» **Tasks for this exercise**
• a. Pull out everything in the Statsföretag text from "Statsföretag was a" down to "multiple industrial segments.", word for word.
• b. In the Statsföretag text, on what date were the company's shares listed on the Stockholm Stock Exchange?
• c. Rewrite the paragraph of the Statsföretag text that begins "In 1992, with the acquisition of Swedish Match" as a short list that keeps its main facts.

** Document text follows **

= Statsföretag =

Swedish national wealth fund

Statsföretag was a Swedish government holding company and national wealth fund for more than 20 years. The company was created by the Swedish Parliament to centralize and consolidate state ownership of public commercial assets especially within heavy industries such as shipyard, steel and forestry. During the economic crisis of the 1970s in Sweden, several other assets were nationalized and the activities of the company became organized along multiple industrial segments.

After severe losses, the company was restructured in 1983 and renamed Procordia, with a number of industrial assets such as ASSI, LKAB and SSAB transferred and held directly by the Ministry of Industry

In 1987, the company was partially privatized and the state participation reduced to 81%. The company shares were listed on October 15, 1987, on the Stockholm Stock Exchange. In 1990 Procordia was merged with the pharmaceutical company Pharmacia and the food company Provendor owned by Volvo. Consequently, the main owners became Volvo and the Swedish government. The government shares were held through the wholly owned national wealth fund Fortia and subsequently Stattum

In 1992, with the acquisition of Swedish Match the company was divided into two separate sub-holdings, being the pharmaceutical segment in Pharmacia and the food segment in Branded Consumer Products. Volvo became the main owner in Branded Consumer Products and ultimately the sole owner in 1994, changing the name to Procordia Food. In 1995 Procordia Food was acquired by the Norwegian food company Orkla and Pharmacia merged with the US pharmaceutical company Upjohn and became Pharmacia & Upjohn.

In January 1999, Stattum, the Swedish National Wealth Fund sold the Swedish government's remaining 7% in the pharmaceuticals group Pharmacia & Upjohn in a EUR 1.8bn share offering.

** End of Document text **
** Extracted information follows **

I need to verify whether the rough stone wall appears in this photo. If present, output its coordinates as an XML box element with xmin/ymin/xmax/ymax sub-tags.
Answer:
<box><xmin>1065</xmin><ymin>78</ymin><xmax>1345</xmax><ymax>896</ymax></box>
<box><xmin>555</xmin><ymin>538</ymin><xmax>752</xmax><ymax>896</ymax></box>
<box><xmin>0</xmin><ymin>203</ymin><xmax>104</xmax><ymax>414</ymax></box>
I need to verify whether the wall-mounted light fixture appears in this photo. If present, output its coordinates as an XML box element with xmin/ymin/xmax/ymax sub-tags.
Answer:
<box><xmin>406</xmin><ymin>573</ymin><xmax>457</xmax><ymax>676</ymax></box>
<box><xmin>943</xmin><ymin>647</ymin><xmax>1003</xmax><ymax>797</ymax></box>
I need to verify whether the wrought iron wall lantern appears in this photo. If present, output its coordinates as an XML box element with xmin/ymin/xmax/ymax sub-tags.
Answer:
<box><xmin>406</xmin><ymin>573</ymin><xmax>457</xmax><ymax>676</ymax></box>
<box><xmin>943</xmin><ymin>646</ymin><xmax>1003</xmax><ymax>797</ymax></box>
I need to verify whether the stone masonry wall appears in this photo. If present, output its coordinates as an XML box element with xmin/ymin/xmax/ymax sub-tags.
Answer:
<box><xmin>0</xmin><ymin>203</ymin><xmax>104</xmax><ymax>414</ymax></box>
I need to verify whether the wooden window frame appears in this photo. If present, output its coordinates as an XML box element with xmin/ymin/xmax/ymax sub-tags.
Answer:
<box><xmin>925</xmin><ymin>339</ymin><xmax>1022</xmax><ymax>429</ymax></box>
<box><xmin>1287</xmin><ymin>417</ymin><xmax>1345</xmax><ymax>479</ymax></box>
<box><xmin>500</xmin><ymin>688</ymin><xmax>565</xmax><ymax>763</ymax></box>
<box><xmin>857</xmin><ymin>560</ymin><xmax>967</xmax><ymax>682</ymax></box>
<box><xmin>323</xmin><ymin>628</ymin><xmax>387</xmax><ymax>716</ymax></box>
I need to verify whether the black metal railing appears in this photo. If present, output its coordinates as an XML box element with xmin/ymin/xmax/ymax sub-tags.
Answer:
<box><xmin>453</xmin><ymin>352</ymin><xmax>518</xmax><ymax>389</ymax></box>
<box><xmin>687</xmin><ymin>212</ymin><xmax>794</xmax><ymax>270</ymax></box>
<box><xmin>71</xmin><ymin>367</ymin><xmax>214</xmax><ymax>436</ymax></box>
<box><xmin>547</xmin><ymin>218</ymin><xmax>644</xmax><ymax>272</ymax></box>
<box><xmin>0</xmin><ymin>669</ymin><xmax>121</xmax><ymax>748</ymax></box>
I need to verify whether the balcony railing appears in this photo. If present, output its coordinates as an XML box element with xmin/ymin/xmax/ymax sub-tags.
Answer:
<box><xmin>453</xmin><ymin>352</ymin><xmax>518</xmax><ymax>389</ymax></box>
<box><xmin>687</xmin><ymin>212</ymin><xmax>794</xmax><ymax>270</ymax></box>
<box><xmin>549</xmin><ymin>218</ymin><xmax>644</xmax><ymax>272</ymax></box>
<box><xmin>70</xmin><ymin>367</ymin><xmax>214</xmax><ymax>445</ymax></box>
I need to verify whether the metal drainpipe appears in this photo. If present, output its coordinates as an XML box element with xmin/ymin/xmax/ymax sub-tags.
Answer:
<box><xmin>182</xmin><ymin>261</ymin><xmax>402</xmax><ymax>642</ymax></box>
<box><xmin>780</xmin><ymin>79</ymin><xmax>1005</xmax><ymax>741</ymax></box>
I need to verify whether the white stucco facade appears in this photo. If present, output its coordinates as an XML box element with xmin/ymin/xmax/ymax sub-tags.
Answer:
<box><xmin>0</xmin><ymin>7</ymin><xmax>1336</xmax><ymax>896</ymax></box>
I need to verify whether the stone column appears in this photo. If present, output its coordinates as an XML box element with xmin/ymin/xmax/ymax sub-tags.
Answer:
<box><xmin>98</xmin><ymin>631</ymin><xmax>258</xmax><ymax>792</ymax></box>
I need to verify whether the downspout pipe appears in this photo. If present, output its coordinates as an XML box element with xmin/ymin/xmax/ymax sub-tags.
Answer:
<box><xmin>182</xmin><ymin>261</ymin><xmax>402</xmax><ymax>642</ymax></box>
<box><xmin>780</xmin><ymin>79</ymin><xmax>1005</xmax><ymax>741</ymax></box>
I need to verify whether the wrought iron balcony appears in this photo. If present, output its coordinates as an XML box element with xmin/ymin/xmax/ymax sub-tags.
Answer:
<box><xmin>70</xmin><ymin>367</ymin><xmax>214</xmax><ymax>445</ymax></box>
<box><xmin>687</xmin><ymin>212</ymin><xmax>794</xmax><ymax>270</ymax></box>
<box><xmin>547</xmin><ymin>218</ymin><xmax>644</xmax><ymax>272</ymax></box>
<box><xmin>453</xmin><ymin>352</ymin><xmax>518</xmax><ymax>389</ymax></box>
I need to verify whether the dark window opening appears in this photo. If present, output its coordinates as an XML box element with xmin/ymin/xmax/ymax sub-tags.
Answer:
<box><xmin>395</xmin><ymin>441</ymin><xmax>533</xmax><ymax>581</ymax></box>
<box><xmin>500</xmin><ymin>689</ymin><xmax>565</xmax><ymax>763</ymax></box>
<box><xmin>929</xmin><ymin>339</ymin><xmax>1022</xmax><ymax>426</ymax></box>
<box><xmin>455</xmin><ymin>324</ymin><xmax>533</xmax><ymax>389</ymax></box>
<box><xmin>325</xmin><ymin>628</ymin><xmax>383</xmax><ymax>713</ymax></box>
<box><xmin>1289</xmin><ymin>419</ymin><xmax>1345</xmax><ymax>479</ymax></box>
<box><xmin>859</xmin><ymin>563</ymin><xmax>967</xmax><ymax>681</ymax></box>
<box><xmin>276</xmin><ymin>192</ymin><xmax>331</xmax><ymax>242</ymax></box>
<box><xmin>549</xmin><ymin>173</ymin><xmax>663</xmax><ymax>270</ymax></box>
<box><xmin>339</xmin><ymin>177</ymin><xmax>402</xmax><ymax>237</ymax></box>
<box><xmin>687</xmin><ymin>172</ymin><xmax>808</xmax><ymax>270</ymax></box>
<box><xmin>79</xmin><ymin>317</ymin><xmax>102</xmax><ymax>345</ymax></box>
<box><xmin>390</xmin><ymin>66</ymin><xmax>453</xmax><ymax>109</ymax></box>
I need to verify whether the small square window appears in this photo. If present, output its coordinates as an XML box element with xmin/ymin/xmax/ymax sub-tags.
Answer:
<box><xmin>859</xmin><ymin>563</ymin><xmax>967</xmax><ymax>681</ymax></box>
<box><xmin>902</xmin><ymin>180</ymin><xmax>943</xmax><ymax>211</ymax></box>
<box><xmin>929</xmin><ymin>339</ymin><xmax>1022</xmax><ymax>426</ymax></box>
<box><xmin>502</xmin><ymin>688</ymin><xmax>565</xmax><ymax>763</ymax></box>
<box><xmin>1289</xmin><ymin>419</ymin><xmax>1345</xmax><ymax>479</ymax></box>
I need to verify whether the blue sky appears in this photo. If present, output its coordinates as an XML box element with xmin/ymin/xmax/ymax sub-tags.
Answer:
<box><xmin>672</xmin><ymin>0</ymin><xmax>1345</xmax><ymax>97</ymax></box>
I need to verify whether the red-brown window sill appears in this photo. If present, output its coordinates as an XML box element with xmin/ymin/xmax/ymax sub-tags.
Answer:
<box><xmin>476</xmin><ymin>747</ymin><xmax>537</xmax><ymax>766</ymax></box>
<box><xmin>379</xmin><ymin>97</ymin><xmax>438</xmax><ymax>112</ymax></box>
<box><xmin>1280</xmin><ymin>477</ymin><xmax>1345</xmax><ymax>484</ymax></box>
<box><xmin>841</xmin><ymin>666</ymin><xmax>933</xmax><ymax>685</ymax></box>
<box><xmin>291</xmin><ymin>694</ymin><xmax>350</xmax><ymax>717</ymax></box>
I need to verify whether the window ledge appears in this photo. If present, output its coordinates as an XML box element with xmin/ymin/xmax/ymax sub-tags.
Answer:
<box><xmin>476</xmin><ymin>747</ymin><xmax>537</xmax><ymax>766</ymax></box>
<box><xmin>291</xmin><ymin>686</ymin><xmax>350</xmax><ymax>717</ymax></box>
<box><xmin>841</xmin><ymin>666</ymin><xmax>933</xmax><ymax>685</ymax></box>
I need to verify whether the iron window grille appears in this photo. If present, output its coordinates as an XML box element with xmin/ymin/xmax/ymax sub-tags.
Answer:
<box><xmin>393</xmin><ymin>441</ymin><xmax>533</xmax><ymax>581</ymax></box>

** End of Extracted information **

» **Exercise results**
• a.
Statsföretag was a Swedish government holding company and national wealth fund for more than 20 years. The company was created by the Swedish Parliament to centralize and consolidate state ownership of public commercial assets especially within heavy industries such as shipyard, steel and forestry. During the economic crisis of the 1970s in Sweden, several other assets were nationalized and the activities of the company became organized along multiple industrial segments.

• b. October 15, 1987.

• c.
- 1992: After acquiring Swedish Match, the company split into two sub-holdings: pharmaceuticals in Pharmacia and food in Branded Consumer Products.
- Volvo became the main owner of Branded Consumer Products and in 1994 became its sole owner, renaming it Procordia Food.
- 1995: The Norwegian food company Orkla acquired Procordia Food.
- 1995: Pharmacia merged with the US company Upjohn to form Pharmacia & Upjohn.